--- Aim of the exercise ---
Reproduce the passage about visits from friends word for word, from "Our stay here" to "and the kids.".

Our stay here was made delightful by frequent visits from friends, both new and old. Jon, the owner of the neighboring Monk ketch, became a frequent companion, either during the day when either of us was working on some boat project, or later in the evening when relaxing after dinner. Paul, owner of a very fast Merit 25, Singlehanded Transpac veteran, ocean racer and writer for Latitude 38, was kind enough to invite me boating on the Bay on four occasions (three times racing with him on 'Twilight Zone", and once on Seafire as race committee for a Sunday race). Both Jon and Paul got along wonderfully with Karryn and the kids.

We also had quite a bit on contact with folks we'd known before: Frank Adams, William Rodarmor, Robert Lafore and his daughter Becca, all of whom had known my family at the time we sailed Sorceress, a 40 foot Piver Victress trimaran, to Tahiti in 1970. We'd kept in fairly constant contact with William over the years, but I'd seen neither Frank nor the Lafores since. The whole experience was wonderful; our shared lives of thirty years ago made seeing them feel like finding long-lost favorite family members after a long separation. Our first visit was in Tomales Bay, before passing under the Golden Gate, when William, Robert and wife Joanie, Becca and partner John, came to greet us on a windy, foggy, Point Reyes afternoon. Our last was in Santa Cruz after leaving the Bay, when Frank, wife Sue and eight-year-old daughter Miranda took us to dinner after a sunny afternoon. Totally terrific.

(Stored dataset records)
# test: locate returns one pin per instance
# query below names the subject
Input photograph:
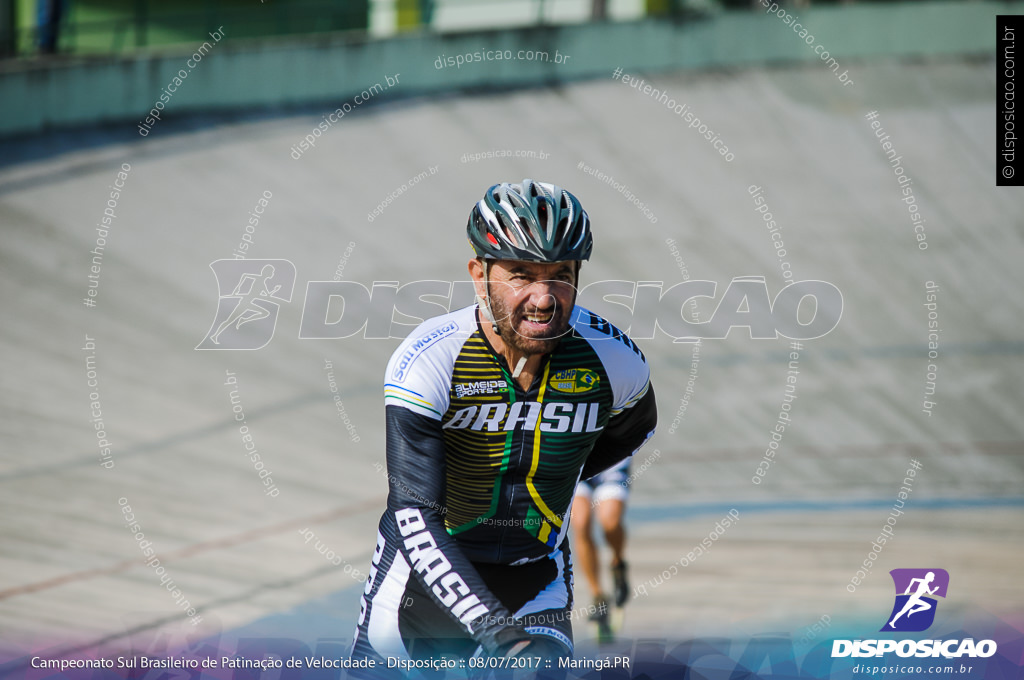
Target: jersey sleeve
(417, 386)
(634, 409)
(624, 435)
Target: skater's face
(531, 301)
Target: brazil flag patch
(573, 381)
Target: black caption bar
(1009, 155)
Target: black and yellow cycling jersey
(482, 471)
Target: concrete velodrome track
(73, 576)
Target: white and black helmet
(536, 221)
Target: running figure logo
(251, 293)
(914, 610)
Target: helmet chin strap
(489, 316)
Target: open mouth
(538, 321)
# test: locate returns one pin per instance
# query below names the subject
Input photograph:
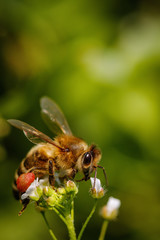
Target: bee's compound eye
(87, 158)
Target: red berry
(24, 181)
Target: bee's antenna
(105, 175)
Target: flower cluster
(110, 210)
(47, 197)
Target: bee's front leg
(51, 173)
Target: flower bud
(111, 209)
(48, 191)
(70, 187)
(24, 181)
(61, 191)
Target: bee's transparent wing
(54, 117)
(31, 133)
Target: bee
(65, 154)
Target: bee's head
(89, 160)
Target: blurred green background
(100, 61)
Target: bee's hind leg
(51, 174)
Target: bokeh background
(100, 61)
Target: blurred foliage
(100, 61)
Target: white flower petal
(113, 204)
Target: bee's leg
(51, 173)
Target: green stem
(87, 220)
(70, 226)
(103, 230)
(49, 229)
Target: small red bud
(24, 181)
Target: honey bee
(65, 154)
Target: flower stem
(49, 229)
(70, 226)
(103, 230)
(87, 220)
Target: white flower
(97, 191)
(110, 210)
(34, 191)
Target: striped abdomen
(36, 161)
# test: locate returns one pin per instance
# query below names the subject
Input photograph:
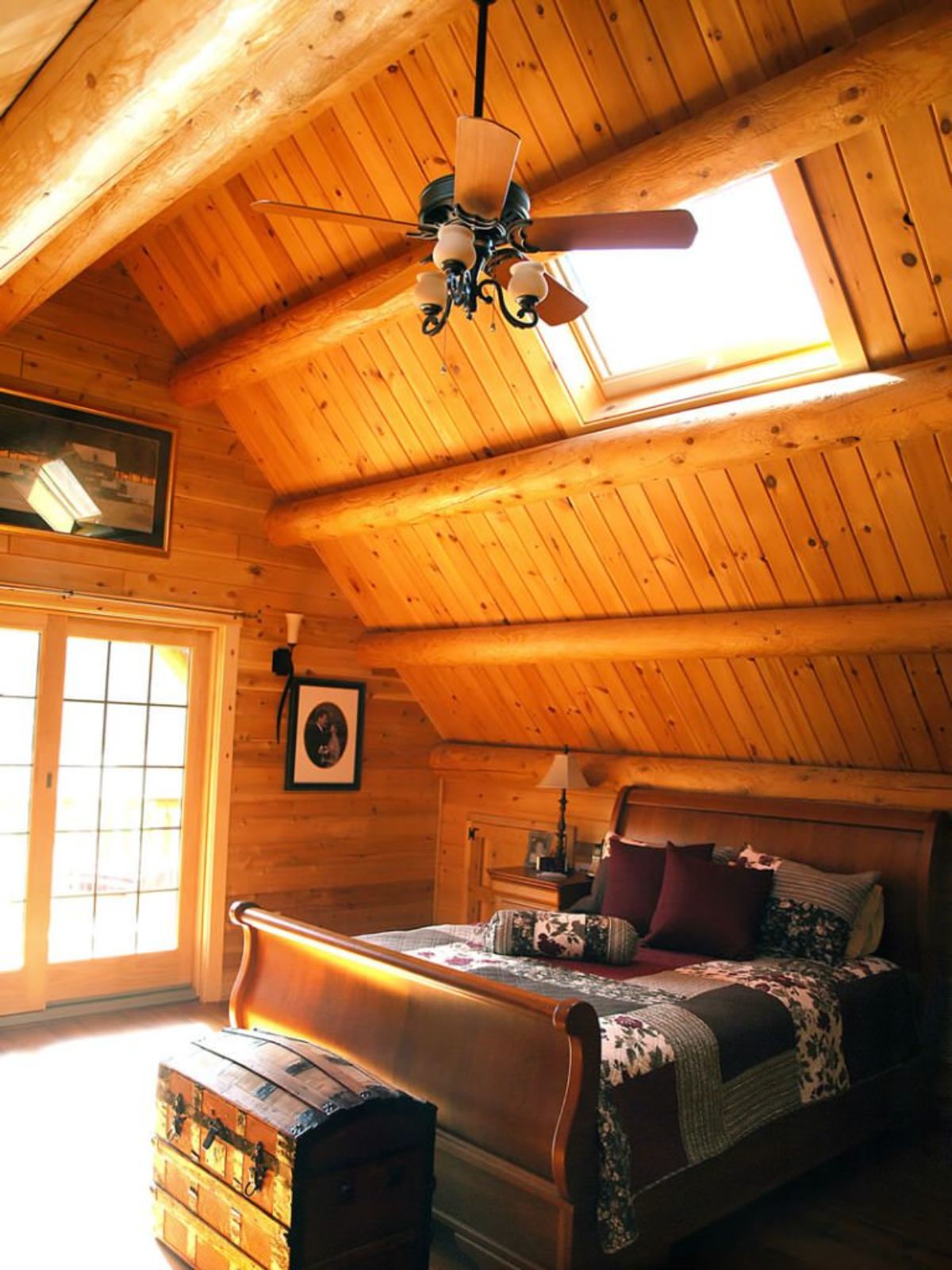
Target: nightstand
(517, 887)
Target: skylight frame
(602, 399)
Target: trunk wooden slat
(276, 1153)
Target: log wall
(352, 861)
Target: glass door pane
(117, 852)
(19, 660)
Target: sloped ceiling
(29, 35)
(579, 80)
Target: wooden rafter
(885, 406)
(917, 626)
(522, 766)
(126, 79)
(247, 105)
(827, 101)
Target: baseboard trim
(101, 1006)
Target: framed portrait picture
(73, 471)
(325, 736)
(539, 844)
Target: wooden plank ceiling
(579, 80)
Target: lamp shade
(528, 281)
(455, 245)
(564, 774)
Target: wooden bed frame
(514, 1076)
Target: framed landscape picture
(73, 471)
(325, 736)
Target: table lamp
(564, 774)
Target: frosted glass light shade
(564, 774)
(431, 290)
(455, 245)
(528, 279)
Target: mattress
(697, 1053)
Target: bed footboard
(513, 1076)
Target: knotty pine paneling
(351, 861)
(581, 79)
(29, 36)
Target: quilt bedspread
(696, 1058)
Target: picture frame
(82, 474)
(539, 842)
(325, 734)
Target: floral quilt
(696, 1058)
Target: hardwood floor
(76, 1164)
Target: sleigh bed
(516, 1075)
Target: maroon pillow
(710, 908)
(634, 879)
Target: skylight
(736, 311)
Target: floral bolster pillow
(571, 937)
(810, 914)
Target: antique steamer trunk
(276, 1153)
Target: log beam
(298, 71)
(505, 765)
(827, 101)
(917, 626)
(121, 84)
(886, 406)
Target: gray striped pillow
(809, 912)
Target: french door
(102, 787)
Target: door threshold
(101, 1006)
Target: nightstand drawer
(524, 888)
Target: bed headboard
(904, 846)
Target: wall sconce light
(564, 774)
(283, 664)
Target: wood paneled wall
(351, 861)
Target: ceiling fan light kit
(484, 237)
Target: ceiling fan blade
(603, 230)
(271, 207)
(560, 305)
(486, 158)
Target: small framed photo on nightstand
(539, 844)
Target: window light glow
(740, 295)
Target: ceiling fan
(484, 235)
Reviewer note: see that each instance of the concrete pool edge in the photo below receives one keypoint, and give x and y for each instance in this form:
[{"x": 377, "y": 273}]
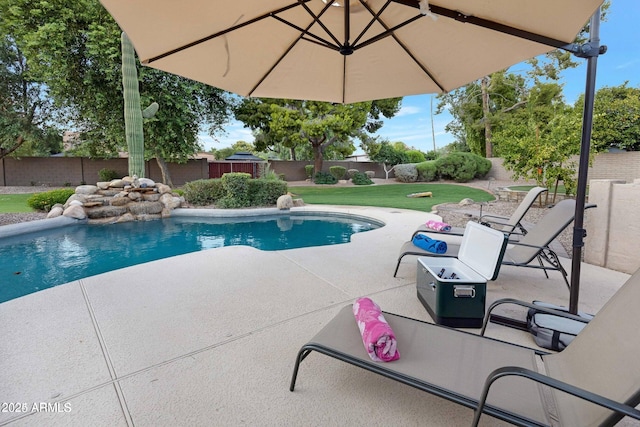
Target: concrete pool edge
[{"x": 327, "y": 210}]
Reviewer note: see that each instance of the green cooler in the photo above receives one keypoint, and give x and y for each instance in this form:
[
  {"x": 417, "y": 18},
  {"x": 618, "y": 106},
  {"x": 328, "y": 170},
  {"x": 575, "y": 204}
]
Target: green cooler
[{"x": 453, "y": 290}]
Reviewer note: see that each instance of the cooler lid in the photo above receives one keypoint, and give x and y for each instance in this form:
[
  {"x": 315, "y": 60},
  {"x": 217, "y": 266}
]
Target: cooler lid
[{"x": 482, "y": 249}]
--
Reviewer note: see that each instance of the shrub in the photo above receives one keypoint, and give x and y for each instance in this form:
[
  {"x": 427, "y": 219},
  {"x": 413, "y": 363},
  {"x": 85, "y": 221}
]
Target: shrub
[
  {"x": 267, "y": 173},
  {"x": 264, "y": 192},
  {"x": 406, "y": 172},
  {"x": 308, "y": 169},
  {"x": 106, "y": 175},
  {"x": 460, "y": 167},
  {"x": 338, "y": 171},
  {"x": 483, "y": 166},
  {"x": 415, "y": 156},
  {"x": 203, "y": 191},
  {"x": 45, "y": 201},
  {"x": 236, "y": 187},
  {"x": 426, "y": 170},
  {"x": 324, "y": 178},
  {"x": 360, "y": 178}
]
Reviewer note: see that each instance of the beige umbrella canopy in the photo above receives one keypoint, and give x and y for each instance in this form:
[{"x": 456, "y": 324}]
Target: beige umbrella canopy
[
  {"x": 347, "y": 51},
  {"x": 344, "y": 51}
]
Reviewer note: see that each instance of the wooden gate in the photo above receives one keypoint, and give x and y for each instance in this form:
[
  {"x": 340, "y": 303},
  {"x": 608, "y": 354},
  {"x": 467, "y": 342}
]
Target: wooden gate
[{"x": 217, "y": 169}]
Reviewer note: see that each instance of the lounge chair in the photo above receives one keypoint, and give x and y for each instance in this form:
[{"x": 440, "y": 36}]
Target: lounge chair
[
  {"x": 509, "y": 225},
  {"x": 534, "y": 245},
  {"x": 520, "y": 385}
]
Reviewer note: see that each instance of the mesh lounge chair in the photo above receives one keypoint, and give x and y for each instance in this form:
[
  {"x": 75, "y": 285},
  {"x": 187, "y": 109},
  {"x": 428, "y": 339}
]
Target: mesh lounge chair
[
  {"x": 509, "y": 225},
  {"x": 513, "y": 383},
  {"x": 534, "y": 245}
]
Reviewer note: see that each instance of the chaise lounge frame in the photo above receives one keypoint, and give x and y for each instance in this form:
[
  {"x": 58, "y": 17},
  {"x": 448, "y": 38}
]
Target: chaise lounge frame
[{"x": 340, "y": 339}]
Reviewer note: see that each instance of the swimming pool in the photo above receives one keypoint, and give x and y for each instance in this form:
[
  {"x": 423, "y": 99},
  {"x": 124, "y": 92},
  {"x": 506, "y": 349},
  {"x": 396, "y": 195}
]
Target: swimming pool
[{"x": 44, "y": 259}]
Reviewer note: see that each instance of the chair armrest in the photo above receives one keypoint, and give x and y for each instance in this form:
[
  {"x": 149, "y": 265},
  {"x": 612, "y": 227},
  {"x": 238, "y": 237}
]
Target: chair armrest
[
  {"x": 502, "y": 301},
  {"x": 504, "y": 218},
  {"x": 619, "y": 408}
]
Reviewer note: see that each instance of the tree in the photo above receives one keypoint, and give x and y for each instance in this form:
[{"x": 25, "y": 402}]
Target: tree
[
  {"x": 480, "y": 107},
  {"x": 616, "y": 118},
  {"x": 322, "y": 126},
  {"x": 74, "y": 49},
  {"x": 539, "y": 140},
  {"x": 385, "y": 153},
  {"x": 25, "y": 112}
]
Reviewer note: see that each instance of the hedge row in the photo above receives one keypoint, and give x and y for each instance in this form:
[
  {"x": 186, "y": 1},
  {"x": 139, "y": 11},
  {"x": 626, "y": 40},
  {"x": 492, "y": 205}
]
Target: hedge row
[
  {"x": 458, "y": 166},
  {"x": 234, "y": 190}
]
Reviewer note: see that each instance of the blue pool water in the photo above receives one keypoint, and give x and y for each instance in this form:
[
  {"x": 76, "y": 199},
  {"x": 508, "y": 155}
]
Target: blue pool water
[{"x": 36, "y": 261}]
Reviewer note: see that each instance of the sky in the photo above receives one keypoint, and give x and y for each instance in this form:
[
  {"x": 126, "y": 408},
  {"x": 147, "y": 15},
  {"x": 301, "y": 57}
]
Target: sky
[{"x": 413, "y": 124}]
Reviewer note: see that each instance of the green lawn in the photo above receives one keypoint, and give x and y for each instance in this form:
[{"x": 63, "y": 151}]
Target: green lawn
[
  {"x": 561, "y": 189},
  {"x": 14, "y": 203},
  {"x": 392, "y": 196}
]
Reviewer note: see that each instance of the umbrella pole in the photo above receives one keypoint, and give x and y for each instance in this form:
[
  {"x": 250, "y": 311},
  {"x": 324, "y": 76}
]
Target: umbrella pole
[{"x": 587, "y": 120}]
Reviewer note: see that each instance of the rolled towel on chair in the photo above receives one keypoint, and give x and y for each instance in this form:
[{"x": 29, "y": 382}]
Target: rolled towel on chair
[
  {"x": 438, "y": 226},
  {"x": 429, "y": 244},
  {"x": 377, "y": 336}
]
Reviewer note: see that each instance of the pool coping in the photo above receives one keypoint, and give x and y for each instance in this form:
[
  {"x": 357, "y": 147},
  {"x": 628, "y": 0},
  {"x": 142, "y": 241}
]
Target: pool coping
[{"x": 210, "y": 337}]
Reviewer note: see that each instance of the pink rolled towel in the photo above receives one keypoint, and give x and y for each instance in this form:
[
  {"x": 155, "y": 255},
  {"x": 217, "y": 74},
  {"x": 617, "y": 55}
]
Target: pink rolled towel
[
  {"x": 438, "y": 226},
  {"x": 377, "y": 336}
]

--- Completed task ---
Our stay here was made delightful by frequent visits from friends, both new and old. Jon, the owner of the neighboring Monk ketch, became a frequent companion, either during the day when either of us was working on some boat project, or later in the evening when relaxing after dinner. Paul, owner of a very fast Merit 25, Singlehanded Transpac veteran, ocean racer and writer for Latitude 38, was kind enough to invite me boating on the Bay on four occasions (three times racing with him on 'Twilight Zone", and once on Seafire as race committee for a Sunday race). Both Jon and Paul got along wonderfully with Karryn and the kids.